====== Extracted text
I was pleased to see an op-ed in the New York Times a few weeks ago that addressed weak language construction. That is, using the phrase “I feel like” to precede stating an opinion, belief, preference, et cetera. The writer made the essay more political than I would have liked; I was hoping for an in-depth discussion of how we all use qualifiers and word clutter when we speak and write.
I have been battling against qualifiers and word clutter for, literally, decades. And yes, I used the word literally correctly. If I had written, “I’ve been battling for like literally forever,” I would have deserved two, maybe three, slaps on the wrist.
First slap is for the use of like. That word should be reserved for either preference—“I like ice cream”—or for comparisons—“His voice was like sandpaper on glass.” It is not appropriate in descriptions—“His frown was like so sad”—or simple statements—“He was like crying” or as an odd substitute for said: “He was like ‘I don’t know what to do.’”
Second slap for wrongly using literally. I haven’t been alive forever. There is nothing I could have been doing literally forever.
============
====== Data extract
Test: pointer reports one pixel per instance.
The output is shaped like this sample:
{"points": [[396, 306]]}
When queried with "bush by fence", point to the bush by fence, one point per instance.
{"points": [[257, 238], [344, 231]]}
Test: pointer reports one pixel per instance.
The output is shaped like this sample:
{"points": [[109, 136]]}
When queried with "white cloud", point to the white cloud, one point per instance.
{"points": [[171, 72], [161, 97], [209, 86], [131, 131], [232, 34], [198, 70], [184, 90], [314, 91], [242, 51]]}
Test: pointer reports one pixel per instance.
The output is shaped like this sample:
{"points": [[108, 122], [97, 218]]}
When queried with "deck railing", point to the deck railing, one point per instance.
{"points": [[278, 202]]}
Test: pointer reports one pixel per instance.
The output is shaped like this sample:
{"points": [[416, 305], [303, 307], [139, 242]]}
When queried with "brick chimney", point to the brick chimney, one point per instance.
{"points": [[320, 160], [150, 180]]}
============
====== Data extract
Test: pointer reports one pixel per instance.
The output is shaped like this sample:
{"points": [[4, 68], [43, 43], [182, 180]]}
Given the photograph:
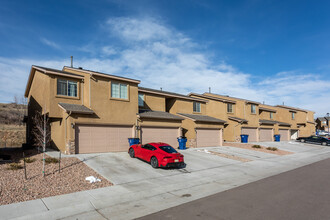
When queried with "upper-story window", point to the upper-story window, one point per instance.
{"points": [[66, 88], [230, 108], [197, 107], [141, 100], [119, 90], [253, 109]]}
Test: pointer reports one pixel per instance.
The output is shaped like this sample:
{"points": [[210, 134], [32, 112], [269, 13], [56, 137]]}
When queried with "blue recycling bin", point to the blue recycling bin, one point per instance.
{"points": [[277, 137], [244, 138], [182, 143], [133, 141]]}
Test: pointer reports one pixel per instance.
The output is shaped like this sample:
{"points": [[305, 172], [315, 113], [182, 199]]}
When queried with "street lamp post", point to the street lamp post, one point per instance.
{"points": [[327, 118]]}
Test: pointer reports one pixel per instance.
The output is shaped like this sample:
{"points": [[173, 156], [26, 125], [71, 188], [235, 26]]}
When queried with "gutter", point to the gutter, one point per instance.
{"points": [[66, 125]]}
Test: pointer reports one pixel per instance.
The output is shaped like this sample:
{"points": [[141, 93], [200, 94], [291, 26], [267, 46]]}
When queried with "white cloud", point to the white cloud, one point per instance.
============
▶ Required work
A. According to the piece on word clutter, for which two uses should the word "like" be reserved?
B. Copy the piece on word clutter from "First slap is" to "doing literally forever.".

▶ Numbered responses
A. For preference and for comparisons.

B.
First slap is for the use of like. That word should be reserved for either preference—“I like ice cream”—or for comparisons—“His voice was like sandpaper on glass.” It is not appropriate in descriptions—“His frown was like so sad”—or simple statements—“He was like crying” or as an odd substitute for said: “He was like ‘I don’t know what to do.’”
Second slap for wrongly using literally. I haven’t been alive forever. There is nothing I could have been doing literally forever.